### İstenen
Satırları en baştan başlayıp "[(939, 375)]" ifadesini içeren satırda bitecek şekilde, o satır da dahil olmak üzere aynen alıntılayın.

# # # # # # #

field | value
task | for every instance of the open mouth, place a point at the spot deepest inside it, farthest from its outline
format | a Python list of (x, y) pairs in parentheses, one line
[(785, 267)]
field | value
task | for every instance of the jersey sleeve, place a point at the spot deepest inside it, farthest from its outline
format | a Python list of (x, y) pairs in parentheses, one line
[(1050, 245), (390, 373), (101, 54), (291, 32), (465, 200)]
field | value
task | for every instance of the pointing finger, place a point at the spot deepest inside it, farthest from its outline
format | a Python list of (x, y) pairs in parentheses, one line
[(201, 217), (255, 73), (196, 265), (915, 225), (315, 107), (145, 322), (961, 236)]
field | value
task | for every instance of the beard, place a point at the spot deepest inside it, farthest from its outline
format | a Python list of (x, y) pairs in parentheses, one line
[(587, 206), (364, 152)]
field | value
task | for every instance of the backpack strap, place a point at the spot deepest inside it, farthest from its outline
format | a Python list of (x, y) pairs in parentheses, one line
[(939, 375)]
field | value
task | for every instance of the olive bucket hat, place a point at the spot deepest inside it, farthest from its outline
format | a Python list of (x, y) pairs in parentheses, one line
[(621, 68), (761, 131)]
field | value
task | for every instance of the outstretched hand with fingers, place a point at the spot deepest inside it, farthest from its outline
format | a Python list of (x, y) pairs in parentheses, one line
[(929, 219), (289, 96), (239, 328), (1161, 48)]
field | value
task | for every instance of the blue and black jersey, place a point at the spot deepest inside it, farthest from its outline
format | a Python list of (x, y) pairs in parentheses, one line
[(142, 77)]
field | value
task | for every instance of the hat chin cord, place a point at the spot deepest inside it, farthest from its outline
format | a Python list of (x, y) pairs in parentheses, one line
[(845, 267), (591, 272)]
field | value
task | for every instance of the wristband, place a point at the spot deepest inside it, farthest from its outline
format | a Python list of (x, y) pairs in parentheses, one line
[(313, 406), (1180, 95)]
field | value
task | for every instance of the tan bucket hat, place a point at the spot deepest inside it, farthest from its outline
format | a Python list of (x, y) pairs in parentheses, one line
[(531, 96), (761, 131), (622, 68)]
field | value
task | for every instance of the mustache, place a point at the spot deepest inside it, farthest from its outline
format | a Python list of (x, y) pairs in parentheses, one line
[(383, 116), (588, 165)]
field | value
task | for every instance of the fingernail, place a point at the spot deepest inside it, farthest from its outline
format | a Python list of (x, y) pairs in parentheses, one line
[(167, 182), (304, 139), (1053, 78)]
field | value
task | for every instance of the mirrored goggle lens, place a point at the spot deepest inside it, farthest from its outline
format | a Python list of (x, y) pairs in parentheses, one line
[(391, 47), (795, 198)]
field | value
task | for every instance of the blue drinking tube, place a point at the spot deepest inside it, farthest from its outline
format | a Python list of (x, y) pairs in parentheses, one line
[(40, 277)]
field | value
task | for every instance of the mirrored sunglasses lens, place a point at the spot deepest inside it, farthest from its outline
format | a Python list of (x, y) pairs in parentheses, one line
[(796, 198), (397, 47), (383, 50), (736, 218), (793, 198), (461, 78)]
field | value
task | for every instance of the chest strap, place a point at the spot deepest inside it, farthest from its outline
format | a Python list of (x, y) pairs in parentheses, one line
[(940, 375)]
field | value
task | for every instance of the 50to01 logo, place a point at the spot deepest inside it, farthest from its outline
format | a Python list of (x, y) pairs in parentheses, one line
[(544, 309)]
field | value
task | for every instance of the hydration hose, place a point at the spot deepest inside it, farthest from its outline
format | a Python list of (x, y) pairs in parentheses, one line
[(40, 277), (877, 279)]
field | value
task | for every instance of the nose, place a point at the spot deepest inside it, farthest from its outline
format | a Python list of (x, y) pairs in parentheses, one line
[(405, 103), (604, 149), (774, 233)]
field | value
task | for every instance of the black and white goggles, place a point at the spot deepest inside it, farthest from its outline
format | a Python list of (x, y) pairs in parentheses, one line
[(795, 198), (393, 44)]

# # # # # # #

### Alıştırmanın cevabı
field | value
task | for every instance of the open mouth, place a point at the spot deepest inside it, farthest from its outline
format | a Python list of (x, y) pairs in parentheses, one line
[(785, 267)]
field | value
task | for every instance of the jersey sleeve, place a point at the spot deepest inside it, farthest from its outline
format | a Python list of (x, y) pairs in parentheses, one line
[(1050, 245), (390, 373), (101, 54), (291, 32), (465, 200)]
field | value
task | for every instance of the pointing finger, place a point at the spot deepest inside it, farthest from its outline
format | a Python list of (x, y) pairs in parentheses, one line
[(201, 217), (255, 73), (196, 265), (915, 225), (315, 107), (145, 322), (961, 236)]
field | value
task | for every instance of the beard, place a point at the spot deepest inside it, farthest from its outline
format | a Python list of (x, y) pairs in parentheses, one line
[(587, 206), (364, 152)]
field | value
task | for every instance of the backpack strap, place a point at the spot deepest inside it, farthest from its outline
format | a Python list of (x, y) pairs in parentheses, one line
[(939, 375)]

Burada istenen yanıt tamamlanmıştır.